● **Passage provided**:

[Start of Attachment]

Tomorrow I’ll be celebrating yet another birthday, but that’s not the anniversary I’ll be thinking of.  It will be six months to the day since Dr. X gave me the great news that the nasty illness I had was in remission.  I’ve remained symptom free and all my tests, including an MRI earlier this months, have shown nothing but healthy cells.  I’ll get MRI’s of my brain quarterly for the next couple of years, just to make sure there’s no recurrence.  Unlike the last one, they will not be scheduled on a Friday.  It’s really not that much fun waiting until Monday for the results!

I’ve been feeling better and I’m resuming many of my normal activities, but I’m learning that it takes a long time to recover from all the side effects of the treatments I received.  Last weekend, Sayer and I hiked up to Cuyamaca Peak, about a six mile walk up and down a steep hill; my legs still hurt.  I’m going to keep at it, because I really want to get back in shape; someday I want people to tell CNS lymphoma patients, “I know a guy who had that, and he’s out climbing mountains right now.”

In an exciting development, I was finally able to go back to work on a regular basis this month.  It’s a great feeling to be earning a little money again, and it helps to make me feel that my life is getting back to normal.

I’ve now been married for two months, and we a are planning a reception in the fall.  I know, it’s probably a little more traditional to have a reception the same day as the wedding, but Sayer and I like to do things our way.  Plus, we did have kind of unusual circumstances.  Anyway, we picked a spot, in New Hampshire, and it should be a beautiful fall day to celebrate our wedding.

[End of Attachment]

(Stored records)
[Start of Attachment]

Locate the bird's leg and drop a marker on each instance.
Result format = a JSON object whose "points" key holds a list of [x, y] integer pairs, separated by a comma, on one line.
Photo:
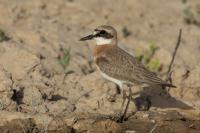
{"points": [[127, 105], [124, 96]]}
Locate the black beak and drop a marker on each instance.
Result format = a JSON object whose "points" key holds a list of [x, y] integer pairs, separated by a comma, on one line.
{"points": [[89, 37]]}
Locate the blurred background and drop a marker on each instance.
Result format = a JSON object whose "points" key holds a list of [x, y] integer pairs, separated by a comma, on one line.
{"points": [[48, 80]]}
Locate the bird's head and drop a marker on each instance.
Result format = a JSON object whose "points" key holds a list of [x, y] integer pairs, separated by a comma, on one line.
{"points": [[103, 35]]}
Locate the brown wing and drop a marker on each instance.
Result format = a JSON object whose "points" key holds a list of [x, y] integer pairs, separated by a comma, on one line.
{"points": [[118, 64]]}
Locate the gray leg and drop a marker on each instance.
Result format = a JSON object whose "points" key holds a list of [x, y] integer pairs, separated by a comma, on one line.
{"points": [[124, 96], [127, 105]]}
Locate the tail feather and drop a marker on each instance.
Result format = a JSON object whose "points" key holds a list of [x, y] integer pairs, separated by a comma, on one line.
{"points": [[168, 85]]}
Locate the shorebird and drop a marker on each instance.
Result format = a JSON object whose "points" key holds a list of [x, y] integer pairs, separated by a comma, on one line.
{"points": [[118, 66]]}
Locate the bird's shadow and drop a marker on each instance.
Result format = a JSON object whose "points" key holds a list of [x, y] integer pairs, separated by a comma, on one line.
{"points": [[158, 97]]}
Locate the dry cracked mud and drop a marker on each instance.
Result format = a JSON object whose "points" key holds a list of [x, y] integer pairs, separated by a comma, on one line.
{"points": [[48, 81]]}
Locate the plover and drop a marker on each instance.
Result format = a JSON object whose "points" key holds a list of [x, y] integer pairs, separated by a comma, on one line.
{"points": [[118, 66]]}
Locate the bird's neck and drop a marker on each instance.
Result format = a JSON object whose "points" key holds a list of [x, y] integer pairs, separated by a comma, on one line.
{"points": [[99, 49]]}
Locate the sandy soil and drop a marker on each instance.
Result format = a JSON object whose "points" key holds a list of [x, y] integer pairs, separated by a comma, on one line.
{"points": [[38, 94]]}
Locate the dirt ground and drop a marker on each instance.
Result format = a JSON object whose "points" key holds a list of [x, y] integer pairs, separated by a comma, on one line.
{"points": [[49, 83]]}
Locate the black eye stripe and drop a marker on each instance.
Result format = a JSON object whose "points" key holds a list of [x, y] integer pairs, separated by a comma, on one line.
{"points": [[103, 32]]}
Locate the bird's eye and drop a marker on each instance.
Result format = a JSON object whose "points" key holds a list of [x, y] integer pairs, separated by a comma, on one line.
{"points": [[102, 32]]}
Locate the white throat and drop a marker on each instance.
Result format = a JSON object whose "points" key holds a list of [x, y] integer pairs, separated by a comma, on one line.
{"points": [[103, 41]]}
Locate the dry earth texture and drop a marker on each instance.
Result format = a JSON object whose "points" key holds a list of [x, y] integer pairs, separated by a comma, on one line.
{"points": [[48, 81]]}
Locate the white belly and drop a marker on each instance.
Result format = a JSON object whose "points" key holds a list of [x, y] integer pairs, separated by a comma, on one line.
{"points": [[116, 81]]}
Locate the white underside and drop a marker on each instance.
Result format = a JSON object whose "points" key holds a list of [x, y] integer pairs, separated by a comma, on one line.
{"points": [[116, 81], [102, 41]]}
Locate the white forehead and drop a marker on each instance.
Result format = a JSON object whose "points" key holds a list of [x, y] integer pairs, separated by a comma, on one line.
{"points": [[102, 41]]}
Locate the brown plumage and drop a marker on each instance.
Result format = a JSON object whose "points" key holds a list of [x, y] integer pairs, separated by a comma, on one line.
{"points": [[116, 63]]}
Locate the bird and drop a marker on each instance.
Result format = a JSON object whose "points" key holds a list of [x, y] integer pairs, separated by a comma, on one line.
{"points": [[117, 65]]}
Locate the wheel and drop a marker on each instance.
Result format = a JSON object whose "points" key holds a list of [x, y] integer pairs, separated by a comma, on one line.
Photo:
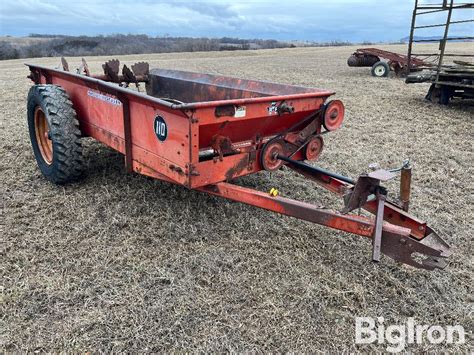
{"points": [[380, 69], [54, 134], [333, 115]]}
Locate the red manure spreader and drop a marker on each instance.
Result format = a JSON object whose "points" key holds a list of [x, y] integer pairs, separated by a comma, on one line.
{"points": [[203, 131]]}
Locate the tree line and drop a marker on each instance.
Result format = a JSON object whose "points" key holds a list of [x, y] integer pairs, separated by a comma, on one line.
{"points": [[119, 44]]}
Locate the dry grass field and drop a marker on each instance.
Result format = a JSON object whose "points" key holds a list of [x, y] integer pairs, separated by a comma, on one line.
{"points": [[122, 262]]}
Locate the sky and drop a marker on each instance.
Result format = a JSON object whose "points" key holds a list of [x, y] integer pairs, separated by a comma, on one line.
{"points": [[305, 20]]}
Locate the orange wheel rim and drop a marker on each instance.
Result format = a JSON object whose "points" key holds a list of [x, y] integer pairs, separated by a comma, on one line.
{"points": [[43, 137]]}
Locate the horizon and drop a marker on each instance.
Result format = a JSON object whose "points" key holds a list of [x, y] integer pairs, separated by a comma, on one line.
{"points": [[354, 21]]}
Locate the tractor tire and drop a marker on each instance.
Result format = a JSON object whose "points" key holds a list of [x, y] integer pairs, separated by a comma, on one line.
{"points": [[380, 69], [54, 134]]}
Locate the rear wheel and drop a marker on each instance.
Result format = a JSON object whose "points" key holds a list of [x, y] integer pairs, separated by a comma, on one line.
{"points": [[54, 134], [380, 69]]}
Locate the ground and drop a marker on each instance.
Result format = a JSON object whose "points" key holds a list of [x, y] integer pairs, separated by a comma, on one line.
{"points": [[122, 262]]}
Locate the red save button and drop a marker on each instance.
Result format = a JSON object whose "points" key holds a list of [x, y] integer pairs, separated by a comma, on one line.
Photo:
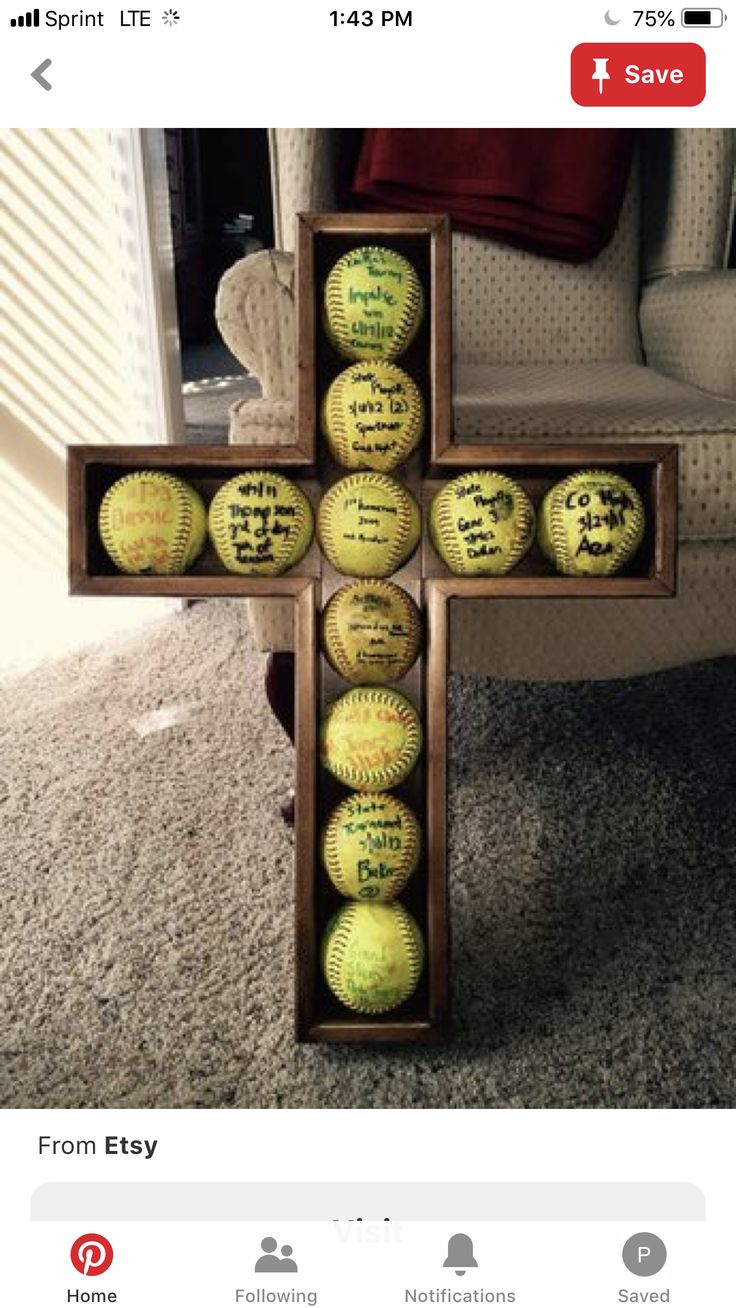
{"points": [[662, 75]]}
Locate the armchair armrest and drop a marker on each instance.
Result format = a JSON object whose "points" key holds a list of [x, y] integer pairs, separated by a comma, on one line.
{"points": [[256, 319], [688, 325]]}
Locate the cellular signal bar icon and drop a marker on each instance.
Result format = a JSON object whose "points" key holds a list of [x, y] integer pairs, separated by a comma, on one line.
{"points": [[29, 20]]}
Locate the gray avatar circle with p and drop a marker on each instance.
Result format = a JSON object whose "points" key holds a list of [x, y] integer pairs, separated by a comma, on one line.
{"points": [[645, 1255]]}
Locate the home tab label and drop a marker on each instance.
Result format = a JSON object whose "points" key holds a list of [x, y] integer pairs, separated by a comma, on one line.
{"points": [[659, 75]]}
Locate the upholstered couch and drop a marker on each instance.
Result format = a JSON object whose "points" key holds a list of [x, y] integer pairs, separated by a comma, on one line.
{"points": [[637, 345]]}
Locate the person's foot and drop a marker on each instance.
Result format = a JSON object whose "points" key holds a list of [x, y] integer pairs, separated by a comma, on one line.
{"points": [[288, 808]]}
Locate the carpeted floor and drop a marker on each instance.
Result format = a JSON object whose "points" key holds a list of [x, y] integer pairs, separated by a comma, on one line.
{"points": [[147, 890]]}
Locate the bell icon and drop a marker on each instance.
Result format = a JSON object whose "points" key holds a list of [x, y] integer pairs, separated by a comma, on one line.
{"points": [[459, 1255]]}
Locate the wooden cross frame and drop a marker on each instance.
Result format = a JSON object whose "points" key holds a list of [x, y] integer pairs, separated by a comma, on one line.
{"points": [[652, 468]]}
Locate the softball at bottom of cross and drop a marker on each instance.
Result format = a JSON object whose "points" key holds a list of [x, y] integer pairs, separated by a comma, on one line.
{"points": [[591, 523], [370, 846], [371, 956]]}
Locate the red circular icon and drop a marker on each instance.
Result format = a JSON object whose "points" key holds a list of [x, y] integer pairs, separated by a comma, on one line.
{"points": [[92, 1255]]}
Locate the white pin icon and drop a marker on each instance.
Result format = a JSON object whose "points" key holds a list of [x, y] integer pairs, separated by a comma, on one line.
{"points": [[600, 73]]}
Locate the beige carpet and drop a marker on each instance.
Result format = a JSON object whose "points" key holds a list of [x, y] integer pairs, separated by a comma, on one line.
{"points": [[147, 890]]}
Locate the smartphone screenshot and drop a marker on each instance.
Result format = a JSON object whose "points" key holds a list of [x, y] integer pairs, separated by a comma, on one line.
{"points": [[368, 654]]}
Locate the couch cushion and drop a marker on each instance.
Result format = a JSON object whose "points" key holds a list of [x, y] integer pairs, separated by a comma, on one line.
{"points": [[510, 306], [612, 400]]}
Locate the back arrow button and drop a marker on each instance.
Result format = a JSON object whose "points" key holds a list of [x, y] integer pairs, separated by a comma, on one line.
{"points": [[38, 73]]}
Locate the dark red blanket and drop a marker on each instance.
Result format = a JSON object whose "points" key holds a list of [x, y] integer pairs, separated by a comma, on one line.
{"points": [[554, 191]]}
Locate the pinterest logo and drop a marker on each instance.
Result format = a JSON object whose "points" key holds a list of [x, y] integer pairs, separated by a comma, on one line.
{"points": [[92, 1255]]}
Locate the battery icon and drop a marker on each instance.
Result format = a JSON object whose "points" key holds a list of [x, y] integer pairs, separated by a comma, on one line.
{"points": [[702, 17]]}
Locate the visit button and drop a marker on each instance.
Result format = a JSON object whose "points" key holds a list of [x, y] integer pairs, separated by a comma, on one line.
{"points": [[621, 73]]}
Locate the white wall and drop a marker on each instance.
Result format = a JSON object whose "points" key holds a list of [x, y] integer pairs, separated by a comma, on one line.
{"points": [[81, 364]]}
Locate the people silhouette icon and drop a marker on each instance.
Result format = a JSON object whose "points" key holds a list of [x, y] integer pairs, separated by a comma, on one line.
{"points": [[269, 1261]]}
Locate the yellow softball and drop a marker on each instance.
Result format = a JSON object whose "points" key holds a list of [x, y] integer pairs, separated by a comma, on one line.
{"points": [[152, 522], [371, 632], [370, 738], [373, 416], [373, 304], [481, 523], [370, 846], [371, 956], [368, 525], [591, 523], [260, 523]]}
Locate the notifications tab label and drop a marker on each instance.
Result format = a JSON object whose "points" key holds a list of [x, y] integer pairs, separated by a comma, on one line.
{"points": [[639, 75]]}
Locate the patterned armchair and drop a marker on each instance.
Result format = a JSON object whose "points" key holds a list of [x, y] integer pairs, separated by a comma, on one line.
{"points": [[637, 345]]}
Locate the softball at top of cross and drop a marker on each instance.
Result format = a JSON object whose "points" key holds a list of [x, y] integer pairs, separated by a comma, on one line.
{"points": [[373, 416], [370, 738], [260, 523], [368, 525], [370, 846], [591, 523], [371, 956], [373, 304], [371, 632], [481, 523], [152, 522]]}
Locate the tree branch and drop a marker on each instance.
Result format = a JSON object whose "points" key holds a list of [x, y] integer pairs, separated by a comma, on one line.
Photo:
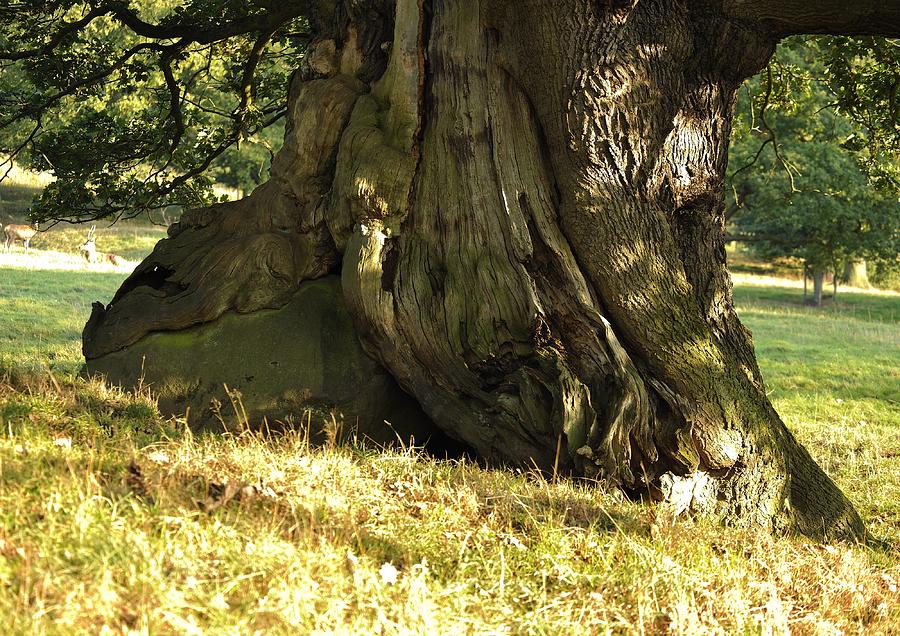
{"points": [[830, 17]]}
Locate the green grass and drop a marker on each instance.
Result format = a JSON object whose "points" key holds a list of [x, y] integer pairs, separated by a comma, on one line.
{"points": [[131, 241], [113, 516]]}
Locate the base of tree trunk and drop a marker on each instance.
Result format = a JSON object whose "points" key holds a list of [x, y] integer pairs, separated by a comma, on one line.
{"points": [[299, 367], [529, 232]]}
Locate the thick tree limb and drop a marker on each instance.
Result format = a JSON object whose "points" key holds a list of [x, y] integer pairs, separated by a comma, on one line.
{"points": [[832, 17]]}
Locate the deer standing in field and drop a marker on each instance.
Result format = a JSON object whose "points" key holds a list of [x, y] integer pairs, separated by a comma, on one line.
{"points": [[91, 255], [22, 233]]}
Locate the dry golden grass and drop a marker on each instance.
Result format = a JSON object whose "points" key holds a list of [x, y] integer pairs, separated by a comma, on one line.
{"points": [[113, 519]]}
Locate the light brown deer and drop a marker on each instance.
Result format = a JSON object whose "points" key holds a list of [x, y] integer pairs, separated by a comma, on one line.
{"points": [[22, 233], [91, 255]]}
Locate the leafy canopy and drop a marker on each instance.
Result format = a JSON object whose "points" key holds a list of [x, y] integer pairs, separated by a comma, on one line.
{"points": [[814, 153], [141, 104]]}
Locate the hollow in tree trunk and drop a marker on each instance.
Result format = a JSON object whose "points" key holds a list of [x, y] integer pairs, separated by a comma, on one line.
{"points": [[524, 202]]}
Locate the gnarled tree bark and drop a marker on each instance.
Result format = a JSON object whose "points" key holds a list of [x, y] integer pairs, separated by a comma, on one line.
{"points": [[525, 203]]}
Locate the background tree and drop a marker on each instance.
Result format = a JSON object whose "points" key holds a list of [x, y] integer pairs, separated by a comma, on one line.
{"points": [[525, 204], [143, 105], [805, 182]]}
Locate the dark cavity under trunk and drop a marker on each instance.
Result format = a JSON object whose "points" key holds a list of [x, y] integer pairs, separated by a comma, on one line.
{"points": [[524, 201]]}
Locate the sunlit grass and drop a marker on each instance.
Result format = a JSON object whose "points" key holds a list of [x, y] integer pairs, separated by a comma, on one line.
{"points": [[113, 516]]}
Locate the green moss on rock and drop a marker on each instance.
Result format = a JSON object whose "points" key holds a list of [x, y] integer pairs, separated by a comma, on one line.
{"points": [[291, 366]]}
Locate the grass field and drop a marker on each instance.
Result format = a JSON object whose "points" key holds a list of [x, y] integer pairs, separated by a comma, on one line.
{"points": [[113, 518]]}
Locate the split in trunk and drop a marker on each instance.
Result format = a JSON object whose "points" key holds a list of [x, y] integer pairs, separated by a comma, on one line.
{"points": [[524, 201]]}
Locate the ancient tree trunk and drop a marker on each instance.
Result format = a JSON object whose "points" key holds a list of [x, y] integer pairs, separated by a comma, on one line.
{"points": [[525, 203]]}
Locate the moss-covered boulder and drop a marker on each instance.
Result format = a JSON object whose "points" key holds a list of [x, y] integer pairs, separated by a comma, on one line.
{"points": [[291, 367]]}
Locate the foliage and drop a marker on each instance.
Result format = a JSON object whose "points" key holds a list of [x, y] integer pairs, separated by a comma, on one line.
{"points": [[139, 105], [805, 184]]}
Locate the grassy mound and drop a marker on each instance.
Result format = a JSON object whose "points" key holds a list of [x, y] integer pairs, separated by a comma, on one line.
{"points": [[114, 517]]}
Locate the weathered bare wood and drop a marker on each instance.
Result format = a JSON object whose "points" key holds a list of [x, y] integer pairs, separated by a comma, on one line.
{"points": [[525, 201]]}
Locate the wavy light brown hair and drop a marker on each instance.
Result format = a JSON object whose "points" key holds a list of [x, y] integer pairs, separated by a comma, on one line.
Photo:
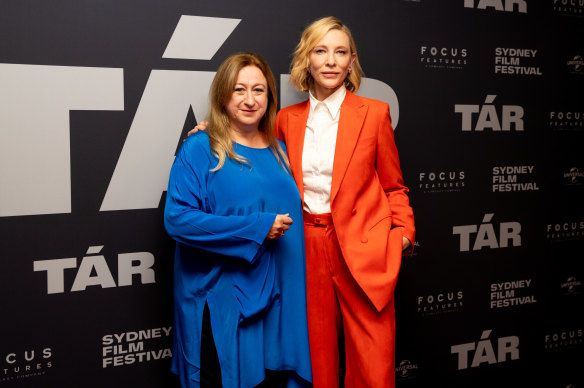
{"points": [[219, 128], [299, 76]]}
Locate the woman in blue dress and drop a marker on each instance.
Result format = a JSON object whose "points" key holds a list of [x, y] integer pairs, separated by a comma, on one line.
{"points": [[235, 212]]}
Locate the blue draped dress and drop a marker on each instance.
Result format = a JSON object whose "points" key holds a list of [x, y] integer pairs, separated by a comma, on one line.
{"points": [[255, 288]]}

[End of Attachment]

● **Things to do**:
(a) Which people and places are named in the remission blog post? List every one.
(b) Copy everything in the remission blog post from "In an exciting" down to "celebrate our wedding.".

● **Answers by item number**:
(a) Dr. X, Sayer, Cuyamaca Peak, New Hampshire

(b)
In an exciting development, I was finally able to go back to work on a regular basis this month.  It’s a great feeling to be earning a little money again, and it helps to make me feel that my life is getting back to normal.

I’ve now been married for two months, and we a are planning a reception in the fall.  I know, it’s probably a little more traditional to have a reception the same day as the wedding, but Sayer and I like to do things our way.  Plus, we did have kind of unusual circumstances.  Anyway, we picked a spot, in New Hampshire, and it should be a beautiful fall day to celebrate our wedding.